**Work to be completed**
From the line containing "crouching on ground" down to the final line of the entries below, restate each line word for word and add nothing.

■ ■ ■ ■

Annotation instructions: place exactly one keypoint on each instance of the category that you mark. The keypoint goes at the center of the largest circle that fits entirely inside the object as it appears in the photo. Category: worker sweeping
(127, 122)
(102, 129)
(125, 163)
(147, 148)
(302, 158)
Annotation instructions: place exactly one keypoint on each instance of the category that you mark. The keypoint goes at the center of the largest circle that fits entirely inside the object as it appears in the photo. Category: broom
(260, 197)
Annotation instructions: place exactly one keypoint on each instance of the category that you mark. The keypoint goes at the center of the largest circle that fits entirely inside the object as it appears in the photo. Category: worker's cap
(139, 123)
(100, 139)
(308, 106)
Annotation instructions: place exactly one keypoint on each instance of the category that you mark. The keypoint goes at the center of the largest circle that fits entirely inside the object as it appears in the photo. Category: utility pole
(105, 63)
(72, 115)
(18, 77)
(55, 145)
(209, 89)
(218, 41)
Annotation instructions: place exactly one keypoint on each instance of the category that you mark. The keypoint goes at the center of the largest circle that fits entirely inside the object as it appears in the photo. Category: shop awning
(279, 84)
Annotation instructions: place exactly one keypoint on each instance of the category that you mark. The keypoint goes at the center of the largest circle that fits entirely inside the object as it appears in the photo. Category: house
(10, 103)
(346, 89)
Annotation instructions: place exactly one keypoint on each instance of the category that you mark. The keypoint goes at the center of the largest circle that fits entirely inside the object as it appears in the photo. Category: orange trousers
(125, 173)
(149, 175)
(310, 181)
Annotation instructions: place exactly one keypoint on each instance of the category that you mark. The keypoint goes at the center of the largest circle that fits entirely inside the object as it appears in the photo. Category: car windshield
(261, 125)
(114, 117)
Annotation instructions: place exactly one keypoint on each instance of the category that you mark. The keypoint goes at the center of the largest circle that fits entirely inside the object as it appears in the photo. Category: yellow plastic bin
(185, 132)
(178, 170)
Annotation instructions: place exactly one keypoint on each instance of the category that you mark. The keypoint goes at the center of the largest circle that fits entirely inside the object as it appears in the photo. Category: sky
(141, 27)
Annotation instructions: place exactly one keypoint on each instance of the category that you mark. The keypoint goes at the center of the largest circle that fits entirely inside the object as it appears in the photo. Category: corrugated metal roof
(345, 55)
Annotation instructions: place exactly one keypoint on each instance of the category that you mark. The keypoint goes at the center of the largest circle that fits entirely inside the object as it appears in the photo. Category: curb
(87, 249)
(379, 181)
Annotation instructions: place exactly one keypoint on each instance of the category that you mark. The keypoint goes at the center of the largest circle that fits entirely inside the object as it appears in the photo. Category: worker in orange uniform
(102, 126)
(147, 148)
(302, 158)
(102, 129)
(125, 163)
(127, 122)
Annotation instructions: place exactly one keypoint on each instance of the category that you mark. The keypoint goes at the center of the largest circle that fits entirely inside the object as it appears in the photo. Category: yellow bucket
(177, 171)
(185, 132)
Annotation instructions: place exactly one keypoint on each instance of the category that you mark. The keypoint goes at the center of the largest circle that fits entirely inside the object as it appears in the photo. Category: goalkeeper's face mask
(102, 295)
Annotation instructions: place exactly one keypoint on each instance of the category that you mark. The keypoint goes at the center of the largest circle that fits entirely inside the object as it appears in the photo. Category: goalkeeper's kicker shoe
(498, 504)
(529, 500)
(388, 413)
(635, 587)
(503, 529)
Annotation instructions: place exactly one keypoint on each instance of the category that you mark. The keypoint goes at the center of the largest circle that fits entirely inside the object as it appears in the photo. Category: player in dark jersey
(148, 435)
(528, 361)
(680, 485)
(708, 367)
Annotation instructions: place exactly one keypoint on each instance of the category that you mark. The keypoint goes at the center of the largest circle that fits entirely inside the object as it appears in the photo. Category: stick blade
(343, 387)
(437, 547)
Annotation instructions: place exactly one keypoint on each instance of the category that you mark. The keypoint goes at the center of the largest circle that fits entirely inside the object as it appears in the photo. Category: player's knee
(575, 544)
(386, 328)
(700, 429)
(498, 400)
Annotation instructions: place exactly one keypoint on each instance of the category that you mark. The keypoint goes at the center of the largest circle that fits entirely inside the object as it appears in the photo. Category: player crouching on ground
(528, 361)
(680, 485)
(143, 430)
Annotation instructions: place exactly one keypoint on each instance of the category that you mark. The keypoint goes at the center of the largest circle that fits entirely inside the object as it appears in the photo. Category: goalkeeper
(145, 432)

■ ■ ■ ■

**Answer space**
Annotation instructions: place exactly one keypoint on each instance of the category that you mark. The keypoint goes at the center of the largest circle that fits entirely inside the object as it appears in the photo. Category: player crouching on ground
(528, 361)
(680, 485)
(143, 430)
Annotation instructions: place exactly one keypoint on each instance of the category that you mark. The keypoint goes at the center of the largest circle that fits entirely inside the object as it appears in the photo. Category: goalkeeper
(145, 432)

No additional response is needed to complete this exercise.